_Short task_:
Copy the following lines word for word, keeping every character unchanged.

## BEGIN Excerpted data

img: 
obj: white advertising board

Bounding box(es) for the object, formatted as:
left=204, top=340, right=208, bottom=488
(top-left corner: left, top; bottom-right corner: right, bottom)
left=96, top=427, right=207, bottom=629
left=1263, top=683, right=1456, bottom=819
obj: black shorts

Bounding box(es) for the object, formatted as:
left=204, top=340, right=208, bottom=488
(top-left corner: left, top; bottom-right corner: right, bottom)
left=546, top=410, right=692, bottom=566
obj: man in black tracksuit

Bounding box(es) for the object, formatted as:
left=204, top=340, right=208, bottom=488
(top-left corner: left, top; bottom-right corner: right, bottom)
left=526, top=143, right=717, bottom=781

## END Excerpted data

_Solved problem_:
img: 
obj: white advertising board

Bounding box(es) for the object, formatted as:
left=204, top=340, right=208, bottom=488
(top-left corner: left, top; bottom-right corner: right, bottom)
left=96, top=427, right=207, bottom=629
left=1263, top=683, right=1456, bottom=819
obj: black shorts

Bounding box(es) for the object, formatted as:
left=204, top=340, right=208, bottom=488
(top-left corner: left, top; bottom-right corner: right, bottom)
left=546, top=410, right=692, bottom=566
obj: man in black tracksuit

Bounding box(es) for the object, formatted as:
left=204, top=340, right=208, bottom=488
(top-left corner: left, top; bottom-right corner: right, bottom)
left=526, top=143, right=717, bottom=781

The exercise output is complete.